Retype the line containing "of the potted" and each later line through the end of the listing, exactly as written, with no other lines.
(Data to process begins)
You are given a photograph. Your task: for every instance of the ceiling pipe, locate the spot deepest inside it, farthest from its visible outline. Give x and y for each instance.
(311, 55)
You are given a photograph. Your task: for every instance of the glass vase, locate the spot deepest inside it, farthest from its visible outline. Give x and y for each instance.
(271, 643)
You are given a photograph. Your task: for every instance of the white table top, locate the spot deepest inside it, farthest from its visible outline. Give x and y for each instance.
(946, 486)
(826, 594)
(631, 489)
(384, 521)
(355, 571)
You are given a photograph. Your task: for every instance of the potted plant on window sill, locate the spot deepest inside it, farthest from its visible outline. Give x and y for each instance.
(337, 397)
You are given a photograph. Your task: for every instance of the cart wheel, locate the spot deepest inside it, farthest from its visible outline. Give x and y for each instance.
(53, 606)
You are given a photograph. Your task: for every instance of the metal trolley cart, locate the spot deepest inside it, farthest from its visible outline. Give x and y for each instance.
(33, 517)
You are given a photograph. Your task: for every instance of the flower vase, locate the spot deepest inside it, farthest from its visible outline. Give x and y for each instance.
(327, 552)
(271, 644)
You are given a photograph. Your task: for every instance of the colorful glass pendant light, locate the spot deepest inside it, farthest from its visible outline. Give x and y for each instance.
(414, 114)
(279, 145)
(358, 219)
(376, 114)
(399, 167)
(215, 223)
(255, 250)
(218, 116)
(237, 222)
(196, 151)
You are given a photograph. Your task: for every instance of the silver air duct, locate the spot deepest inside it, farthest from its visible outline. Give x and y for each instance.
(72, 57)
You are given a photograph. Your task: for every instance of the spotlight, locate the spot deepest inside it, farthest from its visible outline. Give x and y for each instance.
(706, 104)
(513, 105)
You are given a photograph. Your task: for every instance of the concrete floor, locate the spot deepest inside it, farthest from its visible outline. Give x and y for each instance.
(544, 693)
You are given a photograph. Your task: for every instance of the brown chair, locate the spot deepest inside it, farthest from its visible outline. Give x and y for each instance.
(Data to process ends)
→ **The completed task**
You are given a photograph. Your task: for every instance of the potted plant on window sill, locate the spot deepest inside it, farthest from its visible outline. Give x and y for each instance.
(337, 397)
You are given a photograph. Your task: for every instance of the cart wheel, locate the spot deepest inside it, farthest from its visible outline. Give x and y for each instance.
(53, 606)
You are given a photograph. Your task: for every instance of the metal trolley cart, locate the spot deepest inside it, farthest from its visible outline. Give x and y for each instance.
(33, 517)
You are given a photograph. Your task: for every instance of the flower vase, locate the spot deepest inside it, farthest from its visible outline. Give x and y for each instance.
(327, 552)
(271, 644)
You are given a photograph. Your task: for every instance of the colorful glass pendant light, locate the spot deepest inside it, farthest from its visible outline. Give x and y for each instance.
(414, 114)
(279, 145)
(358, 219)
(376, 114)
(399, 167)
(215, 223)
(255, 250)
(218, 116)
(237, 222)
(196, 151)
You are given a photograph. Your task: for every instance of the silver air duct, locate the spot deepest inside it, farthest from its visible outline. Give x and y for each instance.
(72, 57)
You are given a photograph. Your task: for every instance of the spotlight, locate the spot deepest inside it, farthest from its visible outline. Give x and y for each instance.
(706, 104)
(513, 105)
You are given a photograph. Your task: for every instance of the concrete floor, locate the spot deepest inside it, farthest from its visible outline. Give x and y for each instance.
(544, 693)
You are given a photograph. Your task: for every instance of the brown chair, locate the spot deepest inside it, farthest from its visible outline. Give x and y for each instance.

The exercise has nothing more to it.